(Dataset entries)
○ ○ ○ ○ ○

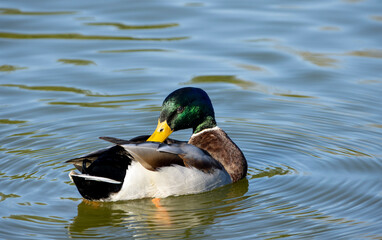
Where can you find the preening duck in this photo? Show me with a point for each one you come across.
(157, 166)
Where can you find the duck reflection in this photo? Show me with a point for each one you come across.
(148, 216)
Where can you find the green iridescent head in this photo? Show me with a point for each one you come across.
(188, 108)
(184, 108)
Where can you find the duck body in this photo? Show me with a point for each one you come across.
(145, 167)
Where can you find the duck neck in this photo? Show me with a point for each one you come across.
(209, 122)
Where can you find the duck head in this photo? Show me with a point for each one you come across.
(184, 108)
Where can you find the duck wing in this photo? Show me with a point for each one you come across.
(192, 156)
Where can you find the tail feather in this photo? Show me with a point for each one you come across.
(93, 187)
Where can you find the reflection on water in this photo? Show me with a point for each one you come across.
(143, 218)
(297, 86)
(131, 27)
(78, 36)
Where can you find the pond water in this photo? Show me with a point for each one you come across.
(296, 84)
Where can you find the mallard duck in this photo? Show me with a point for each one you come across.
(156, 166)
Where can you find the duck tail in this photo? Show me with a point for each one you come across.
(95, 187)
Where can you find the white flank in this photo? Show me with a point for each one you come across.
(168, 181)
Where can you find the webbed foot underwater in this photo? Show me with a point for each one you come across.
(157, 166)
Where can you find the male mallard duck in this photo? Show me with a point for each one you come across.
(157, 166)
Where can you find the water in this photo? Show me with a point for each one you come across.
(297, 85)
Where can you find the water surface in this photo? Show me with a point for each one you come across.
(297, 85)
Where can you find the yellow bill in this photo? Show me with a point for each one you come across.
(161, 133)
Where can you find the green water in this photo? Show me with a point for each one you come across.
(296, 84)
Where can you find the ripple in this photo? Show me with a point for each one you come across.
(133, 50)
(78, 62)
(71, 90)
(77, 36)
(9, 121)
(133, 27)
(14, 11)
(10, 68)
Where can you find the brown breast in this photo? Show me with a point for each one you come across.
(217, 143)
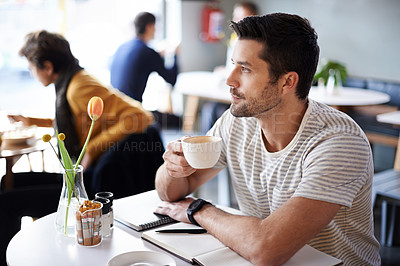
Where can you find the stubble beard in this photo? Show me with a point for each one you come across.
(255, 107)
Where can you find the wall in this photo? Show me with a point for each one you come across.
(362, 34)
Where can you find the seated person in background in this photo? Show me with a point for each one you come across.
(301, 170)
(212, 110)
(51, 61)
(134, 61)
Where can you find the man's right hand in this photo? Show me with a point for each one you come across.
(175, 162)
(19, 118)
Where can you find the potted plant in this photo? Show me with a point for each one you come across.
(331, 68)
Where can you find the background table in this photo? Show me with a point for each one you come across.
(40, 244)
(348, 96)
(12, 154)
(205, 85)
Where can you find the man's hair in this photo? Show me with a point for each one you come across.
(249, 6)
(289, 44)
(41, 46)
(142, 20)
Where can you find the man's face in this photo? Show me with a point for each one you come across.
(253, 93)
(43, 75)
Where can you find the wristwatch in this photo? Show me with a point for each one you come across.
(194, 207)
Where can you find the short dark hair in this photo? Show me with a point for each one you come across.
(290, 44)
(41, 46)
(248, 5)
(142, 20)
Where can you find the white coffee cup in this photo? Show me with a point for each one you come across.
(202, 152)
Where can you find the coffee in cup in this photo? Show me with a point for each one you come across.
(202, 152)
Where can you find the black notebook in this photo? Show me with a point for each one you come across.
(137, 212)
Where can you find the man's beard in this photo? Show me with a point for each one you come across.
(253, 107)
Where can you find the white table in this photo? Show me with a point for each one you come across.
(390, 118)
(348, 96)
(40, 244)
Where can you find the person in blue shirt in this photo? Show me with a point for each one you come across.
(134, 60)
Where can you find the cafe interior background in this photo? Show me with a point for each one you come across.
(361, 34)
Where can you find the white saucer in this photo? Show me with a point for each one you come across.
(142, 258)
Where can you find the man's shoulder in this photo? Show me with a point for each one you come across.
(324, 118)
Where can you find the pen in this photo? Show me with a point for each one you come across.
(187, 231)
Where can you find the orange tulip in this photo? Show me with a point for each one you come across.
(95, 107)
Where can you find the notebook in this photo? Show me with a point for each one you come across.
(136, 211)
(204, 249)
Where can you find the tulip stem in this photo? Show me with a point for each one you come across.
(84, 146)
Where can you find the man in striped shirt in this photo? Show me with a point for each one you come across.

○ ○ ○ ○ ○

:: BRIEF ::
Copy out every line above without change, dropping the pictures.

:: SOLUTION BELOW ::
Where can you find the preening duck in this photo? Show me with a point for each one you come across.
(157, 166)
Where can you find the duck reflection in this photo? Show me with a point for each one you come across.
(148, 216)
Where can you find the green iridescent head in this photo? Show me with a point for each one you come across.
(188, 108)
(184, 108)
Where can you find the duck body in this photo? Show me with a point for each one you come across.
(145, 167)
Where can you find the duck neck in this photo? Show me with a point for each one you come across.
(209, 122)
Where can you find the duck head in this photo? Show me with a point for each one you come across.
(184, 108)
Where can you find the duck wing in this photo? Show me with a point for each one you come across.
(192, 156)
Where can you find the tail feather in this photo? Show me with a point for each one you come across.
(93, 187)
Where can you find the reflection on water in this photo? Show me with a point for each one you come across.
(143, 218)
(297, 86)
(131, 27)
(78, 36)
Where can you find the pond water in this photo? Show me with a point for each one you come across.
(296, 84)
Where can you find the mallard duck in this photo? Show me with a point for each one you come across.
(156, 166)
Where can you find the duck tail in this photo? Show me with a point for each one you come across.
(95, 187)
Where can you find the white flank in this photo? Show me with a point for each one you come across.
(168, 181)
Where can you find the webbed foot underwater in this photo? Show me with a point for each one you come across.
(157, 166)
Where can you find the male mallard duck in this photo? Show me with a point for each one you come across.
(157, 166)
Where can you find the water in this photo? Show me with a point for each one you come across.
(297, 85)
Where can you find the water surface in this photo? Show me with a point for each one you come across.
(297, 85)
Where can you find the yellow bill in this photo? Show me with a point for each one you come across.
(161, 133)
Where can you find the green water in this photo? Show me with a point for each one you come across.
(296, 84)
Where can you find the ripple in this photo? Show me with a point for each one you come across.
(133, 50)
(78, 62)
(71, 90)
(77, 36)
(9, 121)
(133, 27)
(14, 11)
(10, 68)
Where can you find the brown breast in this photo? Show me with a point for each one you come across.
(217, 143)
Where can you find the stubble beard in this photo? Show me with a point for each one you come across.
(255, 107)
Where can you find the wall in this photo? Show me with a point for each one you come across.
(362, 34)
Where can you find the seated person in background in this photo? Show me with a point for each one you come across.
(301, 170)
(212, 110)
(51, 61)
(134, 61)
Where can you find the man's right hand in this photo? Show me with a point for each one you come across.
(175, 162)
(19, 118)
Where can you find the potted plant in this photo? Show me with a point for each one you come across.
(331, 68)
Where can you find the background table in this photo? Show me with a point for each one you come across.
(40, 244)
(348, 96)
(12, 154)
(205, 85)
Where can you find the man's hair in this photo? Show me with a point for each one you come across.
(249, 6)
(289, 44)
(41, 46)
(142, 20)
Where can you find the man's face in this photo? Show me with a point for each one you come across.
(253, 93)
(43, 75)
Where can you find the wristwatch in this photo? Show me with a point for each one you come across.
(194, 207)
Where can you find the short dark hair in this photo? Show me with a point for each one you come across.
(290, 44)
(41, 46)
(248, 5)
(142, 20)
Where can you find the white coffee cup in this photo? Show me with a point for each one you come across.
(202, 152)
Where can you find the coffee in cup in this photo? Show me with a point for each one you come across.
(202, 152)
Where can you find the black notebook in this photo? Show me with a point for each one you come across.
(137, 212)
Where can you find the man's beard in this photo? Show me with a point for each one you come across.
(253, 107)
Where can you find the white table in this photo? Show me with a point for each one you come across.
(390, 118)
(348, 96)
(40, 244)
Where can you find the person in blue shirt in this photo? Show me with a point for each one you come across.
(134, 60)
Where can you find the cafe interior background in this photo? Show me with a point for each one you come across.
(361, 34)
Where can you find the white saucer in this photo? Show me with a point for each one you come across.
(142, 258)
Where can you find the man's shoulder in this photo? Show me with a point for each one you come across.
(324, 118)
Where can you find the pen in this photo? Show me with a point for each one you come across.
(187, 231)
Where can you find the orange tulip in this photo? Show me with a point for each one you come across.
(95, 107)
Where can you find the notebook in this photo? Show me with a point for each one you come across.
(136, 211)
(204, 249)
Where can you find the tulip stem in this photo? Show me with a point for each one you come across.
(84, 146)
Where can you find the man in striped shirt in this photo? Show me with a point for each one you come across.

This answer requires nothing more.